理解度の確認
1. 入れ歯に関する本文の「歯茎の退縮や入れ歯の摩耗など」から「ット・デメリットがあります。」までを、両端も含めて書き写してください。その際、「歯茎」はすべて「歯ぐき」に置き換えてください。
2. 入れ歯に関する本文で、入れ歯を使う人からよく聞く悩みとして挙げられているものをすべて書き出してください。

本文抜粋

----------

食事や会話はいくつになっても楽しみたいもの。ご自身の歯を部分的、もしくは全て失ってしまい、入れ歯を入れて生活しているという方も多くいらっしゃると思いますが、上手く噛めない、口を動かすとすぐ外れてしまう、入れ歯が当たって痛いといったお悩みも多く耳にします。
最初に入れ歯を製作してから、お口の状況は少しずつ変化しています。入れ歯治療は患者様お一人おひとりへの適合性の高さが重要であり、歯科医師が定期的に入れ歯をチェックしながら調整を行わなければ使い心地はどんどん悪くなっていってしまいます。お使いの入れ歯でお困りの方、また、現在入れ歯をご検討中の方は、是非お気軽にご相談にいらして下さい。
合わない入れ歯を使い続けるとどうなるか
特に全く歯が無いお口に使用する総入れ歯の場合、歯の代わりに咬合時の負荷を受けるのは、歯茎の粘膜や頬・舌・唇の筋肉などになります。部分入れ歯の場合も同様で、主に残存歯と入れ歯を支える歯茎で噛む力を支えます。また、入れ歯を安定させるにあたって唾液も非常に重要な役割を担っており、これらの口腔機能を効率的に使用するには上下の噛み合わせのバランスが取れていることが前提となります。
歯茎の退縮や入れ歯の摩耗などが原因で合わない入れ歯をしていると、上下のバランスが悪くなって入れ歯を上手く扱えず、ガタついて外れやすくなったり痛みを感じ始めます。長期間入れ歯が合わないままでいると、口腔内の粘膜に傷や腫瘍ができてしまい、さらなる痛みを伴う恐れがあります。噛み合わせの問題が原因の悪習癖や顎関節への悪影響も懸念されますので、入れ歯が合わないと感じたら早目に歯科医院で調整してもらいましょう。
入れ歯の種類
総入れ歯(フルデンチャー)
上または下の歯が1本もない状態に適用されるのが総入れ歯(フルデンチャー)です。入れ歯は患者様ご自身でお好きな時に取り外すことが可能です。
入れ歯の種類は主に保険診療のレジン床義歯と自費診療の金属床義歯があり、それぞれにメリット・デメリットがあります。
レジン床義歯
レジン床義歯は、歯肉に触れる部分にプラスチック素材を使用しています。金属よりも厚みがあり、ある程度慣れるまでは装着時の違和感が残ります。また、強度の面でもレジン床義歯にはたわみ・破損が生じやすく、使用を続けていると入れ歯が合わなくなり、痛みが出たり顎骨がすり減ったりと様々なトラブルが起こりがちです。
調整・修理がしやすく治療費は比較的安価ですが、残念ながら保険診療では使用できる素材や技法に制限があるため、患者様への適合性を追求し切れない部分があります。

----------

抽出資料
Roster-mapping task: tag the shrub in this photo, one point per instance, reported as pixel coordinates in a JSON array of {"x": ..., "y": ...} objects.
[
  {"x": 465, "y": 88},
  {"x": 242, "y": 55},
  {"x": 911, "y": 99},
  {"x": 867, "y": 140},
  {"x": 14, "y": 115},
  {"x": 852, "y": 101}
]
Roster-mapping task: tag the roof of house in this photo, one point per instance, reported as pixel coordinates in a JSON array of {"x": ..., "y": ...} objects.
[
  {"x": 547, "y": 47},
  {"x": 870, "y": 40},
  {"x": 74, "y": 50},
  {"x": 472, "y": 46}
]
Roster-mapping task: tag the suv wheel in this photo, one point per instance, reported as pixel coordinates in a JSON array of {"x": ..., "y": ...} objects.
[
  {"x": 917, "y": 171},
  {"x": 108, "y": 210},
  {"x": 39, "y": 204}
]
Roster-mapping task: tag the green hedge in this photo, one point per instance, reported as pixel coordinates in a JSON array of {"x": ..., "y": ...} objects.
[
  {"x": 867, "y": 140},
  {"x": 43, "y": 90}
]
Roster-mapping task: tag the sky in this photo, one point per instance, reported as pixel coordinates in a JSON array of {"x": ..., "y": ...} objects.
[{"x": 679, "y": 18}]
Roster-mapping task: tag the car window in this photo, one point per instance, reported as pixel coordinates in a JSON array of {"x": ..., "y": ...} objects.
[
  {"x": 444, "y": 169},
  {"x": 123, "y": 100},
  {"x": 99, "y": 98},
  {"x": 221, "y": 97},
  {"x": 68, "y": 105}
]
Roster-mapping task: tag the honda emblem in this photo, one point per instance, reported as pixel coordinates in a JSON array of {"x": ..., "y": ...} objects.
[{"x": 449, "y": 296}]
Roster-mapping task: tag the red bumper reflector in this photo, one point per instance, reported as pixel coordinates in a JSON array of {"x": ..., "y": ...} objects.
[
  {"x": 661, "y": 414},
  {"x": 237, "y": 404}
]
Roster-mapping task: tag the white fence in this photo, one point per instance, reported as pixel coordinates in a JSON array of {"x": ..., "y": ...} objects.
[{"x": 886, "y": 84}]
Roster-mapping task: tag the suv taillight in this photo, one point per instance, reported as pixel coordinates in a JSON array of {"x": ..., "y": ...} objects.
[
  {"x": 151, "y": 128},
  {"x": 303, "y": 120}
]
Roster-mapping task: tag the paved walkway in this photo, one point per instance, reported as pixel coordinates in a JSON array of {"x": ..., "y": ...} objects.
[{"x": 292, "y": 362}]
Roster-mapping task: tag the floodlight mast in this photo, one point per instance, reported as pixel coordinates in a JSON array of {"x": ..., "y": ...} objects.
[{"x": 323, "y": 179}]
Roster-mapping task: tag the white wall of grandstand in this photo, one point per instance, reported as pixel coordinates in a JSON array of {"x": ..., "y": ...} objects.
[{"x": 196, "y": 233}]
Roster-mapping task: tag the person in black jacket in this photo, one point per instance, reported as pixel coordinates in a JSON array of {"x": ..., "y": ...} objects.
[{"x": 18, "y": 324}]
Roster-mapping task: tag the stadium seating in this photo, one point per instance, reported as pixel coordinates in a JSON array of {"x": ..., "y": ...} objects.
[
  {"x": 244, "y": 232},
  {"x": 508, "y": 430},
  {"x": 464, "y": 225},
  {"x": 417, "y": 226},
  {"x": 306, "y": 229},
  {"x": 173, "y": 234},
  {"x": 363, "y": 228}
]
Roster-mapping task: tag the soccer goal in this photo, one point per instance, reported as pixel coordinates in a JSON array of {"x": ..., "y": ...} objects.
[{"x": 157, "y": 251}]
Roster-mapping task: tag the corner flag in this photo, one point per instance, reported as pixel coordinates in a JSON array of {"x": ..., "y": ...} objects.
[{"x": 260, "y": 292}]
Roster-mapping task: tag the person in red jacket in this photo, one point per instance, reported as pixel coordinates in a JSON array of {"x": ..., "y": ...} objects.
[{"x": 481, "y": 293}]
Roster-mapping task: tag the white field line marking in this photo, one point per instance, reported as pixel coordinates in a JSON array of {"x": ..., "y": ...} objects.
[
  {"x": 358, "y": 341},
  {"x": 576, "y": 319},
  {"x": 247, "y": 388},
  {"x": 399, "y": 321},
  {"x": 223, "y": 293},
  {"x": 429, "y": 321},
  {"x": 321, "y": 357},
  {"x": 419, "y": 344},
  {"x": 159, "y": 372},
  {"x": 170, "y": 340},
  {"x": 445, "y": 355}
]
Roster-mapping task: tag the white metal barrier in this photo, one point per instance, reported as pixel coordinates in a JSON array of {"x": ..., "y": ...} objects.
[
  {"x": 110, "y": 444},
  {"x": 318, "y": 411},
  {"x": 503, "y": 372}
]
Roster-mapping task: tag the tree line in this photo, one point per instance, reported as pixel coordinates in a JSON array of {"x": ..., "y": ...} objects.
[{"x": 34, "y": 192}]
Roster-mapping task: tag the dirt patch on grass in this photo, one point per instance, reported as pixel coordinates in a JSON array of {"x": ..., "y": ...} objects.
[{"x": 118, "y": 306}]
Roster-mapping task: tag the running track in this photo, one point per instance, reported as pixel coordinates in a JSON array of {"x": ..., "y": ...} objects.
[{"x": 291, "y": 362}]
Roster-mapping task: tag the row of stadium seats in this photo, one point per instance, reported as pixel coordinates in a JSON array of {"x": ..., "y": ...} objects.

----------

課題別の解答
1.
歯ぐきの退縮や入れ歯の摩耗などが原因で合わない入れ歯をしていると、上下のバランスが悪くなって入れ歯を上手く扱えず、ガタついて外れやすくなったり痛みを感じ始めます。長期間入れ歯が合わないままでいると、口腔内の粘膜に傷や腫瘍ができてしまい、さらなる痛みを伴う恐れがあります。噛み合わせの問題が原因の悪習癖や顎関節への悪影響も懸念されますので、入れ歯が合わないと感じたら早目に歯科医院で調整してもらいましょう。
入れ歯の種類
総入れ歯(フルデンチャー)
上または下の歯が1本もない状態に適用されるのが総入れ歯(フルデンチャー)です。入れ歯は患者様ご自身でお好きな時に取り外すことが可能です。
入れ歯の種類は主に保険診療のレジン床義歯と自費診療の金属床義歯があり、それぞれにメリット・デメリットがあります。

2.
・上手く噛めない
・口を動かすとすぐ外れてしまう
・入れ歯が当たって痛い